Gather and copy out every line in the entries below that contains the word "cloudy".

Begin Record list

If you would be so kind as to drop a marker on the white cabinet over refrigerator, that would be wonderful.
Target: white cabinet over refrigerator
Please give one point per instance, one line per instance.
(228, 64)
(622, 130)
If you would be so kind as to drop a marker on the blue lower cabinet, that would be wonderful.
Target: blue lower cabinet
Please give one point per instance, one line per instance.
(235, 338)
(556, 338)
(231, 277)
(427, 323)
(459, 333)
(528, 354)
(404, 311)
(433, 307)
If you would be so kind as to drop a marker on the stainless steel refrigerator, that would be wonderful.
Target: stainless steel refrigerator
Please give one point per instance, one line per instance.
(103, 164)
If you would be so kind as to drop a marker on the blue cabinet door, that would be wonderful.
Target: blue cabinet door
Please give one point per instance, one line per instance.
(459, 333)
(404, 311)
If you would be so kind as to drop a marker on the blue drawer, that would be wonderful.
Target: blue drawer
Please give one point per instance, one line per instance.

End Record list
Begin Record list

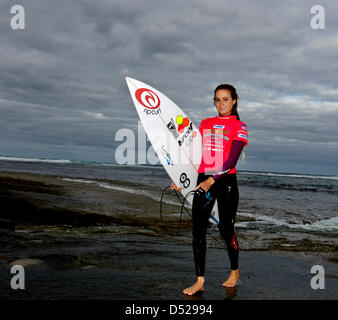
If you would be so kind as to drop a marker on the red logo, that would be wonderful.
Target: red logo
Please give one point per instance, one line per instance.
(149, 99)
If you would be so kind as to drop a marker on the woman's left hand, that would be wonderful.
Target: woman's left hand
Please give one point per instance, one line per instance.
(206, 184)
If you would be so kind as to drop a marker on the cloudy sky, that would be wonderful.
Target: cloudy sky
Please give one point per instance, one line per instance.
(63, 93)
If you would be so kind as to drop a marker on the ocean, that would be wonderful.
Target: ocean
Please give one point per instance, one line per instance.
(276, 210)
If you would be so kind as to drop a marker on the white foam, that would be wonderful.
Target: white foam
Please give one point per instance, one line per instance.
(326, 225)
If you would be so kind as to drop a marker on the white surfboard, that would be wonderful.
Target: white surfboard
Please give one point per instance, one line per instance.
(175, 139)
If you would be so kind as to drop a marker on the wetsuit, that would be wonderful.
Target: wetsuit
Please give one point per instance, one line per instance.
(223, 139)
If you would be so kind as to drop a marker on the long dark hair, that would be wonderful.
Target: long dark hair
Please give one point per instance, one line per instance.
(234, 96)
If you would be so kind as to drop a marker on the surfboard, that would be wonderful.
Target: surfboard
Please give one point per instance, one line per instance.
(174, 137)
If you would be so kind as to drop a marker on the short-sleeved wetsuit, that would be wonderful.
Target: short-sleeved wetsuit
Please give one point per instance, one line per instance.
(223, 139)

End Record list

Exercise result:
If you would be so kind as to drop a marker on the cloudy sky, that would be wonderful.
Target: cloudy sky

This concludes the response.